Stated task 1: Translate this sentence from the Rigoletto page text into Spanish: "Few short-lived works in literary history have clung to notoriety more lastingly than Victor Hugo’s five-act drama Le roi s’amuse."
Stated task 2: According to the Rigoletto page text, on what date was Le roi s’amuse first performed?

Page text:

>>>

GIUSEPPE VERDI (1813 – 1901): Rigoletto – Quinn Kelsey (Rigoletto), Erin Morley (Gilda), Stephen Costello (Il duca di Mantova), Ante Jerkunica (Sparafucile), Yulia Matochkina (Maddalena), Edyta Kulczak (Giovanna), Jeongcheol Cha (Il cavaliere Marullo), Scott Scully (Matteo Borsa), Craig Colclough (Il conte di Monterone), Christopher Job (Il conte di Ceprano), Chanáe Curtis (La contessa di Ceprano), Catherine MiEun Choi-Steckmeyer (Un paggio della duchessa), Jonathan Scott (Un usciere di corte); The Metropolitan Opera Chorus and Orchestra; Karen Kamensek, conductor [Bartlett Sher, production; Michael Yeargan, set designer; Catherine Zuber, costume designer; Donald Holder, lighting designer; The Metropolitan Opera, Lincoln Center, New York City, USA; Wednesday, 8 June 2022]
Few short-lived works in literary history have clung to notoriety more lastingly than Victor Hugo’s five-act drama Le roi s’amuse. A fictional account of degeneracy and retribution at the court of Sixteenth-Century Valois-Angoulième king François I, the play’s first performance, staged at the famed Comédie-Française on 22 November 1832, proved to also be its last for a half-century, censorial objections to its themes of depravity and the attempted assassination of a sovereign destining the piece to exile until it returned to the Comédie-Française in 1882 and 1883. In the interim, the scandalous reputation of Le roi s’amuse expanded beyond France’s borders, coming to Giuseppe Verdi’s attention by the time of his receipt in 1850 of a commission from Venice’s Teatro La Fenice for a new opera to perpetuate the string of successes of the second edition of Nabucco, I lombardi alla prima crociata, Ernani (also a setting of a Hugo drama), and Attila, all of which premièred in La Serenissima. On-stage conspiracy to murder a ruling monarch was no more palatable to the Austrian censors by which Venetian theaters were monitored than it had been to French officials two decades earlier, compelling Verdi and his chosen librettist, his frequent collaborator Francesco Maria Piave, to relocate their adaptation of Le roi s’amuse, christened as Rigoletto, from Hugo’s France to the Gonzaga stronghold of Mantua.

<<<

Given material:
>>>

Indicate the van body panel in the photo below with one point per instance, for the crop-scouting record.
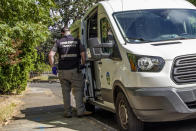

<<<

Worked solution 1: Pocas obras de vida breve en la historia de la literatura se han aferrado a la notoriedad de forma más duradera que el drama en cinco actos de Victor Hugo Le roi s’amuse.

Worked solution 2: It was first performed on 22 November 1832.